Saved entries:
# # # # #
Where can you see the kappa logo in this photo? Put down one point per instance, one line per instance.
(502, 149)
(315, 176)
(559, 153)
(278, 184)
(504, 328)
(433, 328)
# # # # #
Convert the entries above into a two-column CSV with the headers "request" and "points", one row per entry. Put each entry's text and its answer in a single quoted field each, replacing line breaks with spaces.

Reply to the exercise:
request,points
"Where can you see the kappa logo in this photo? Put down one point per instance, one line per instance.","(502, 149) (315, 176) (559, 153) (278, 184) (504, 328) (433, 328)"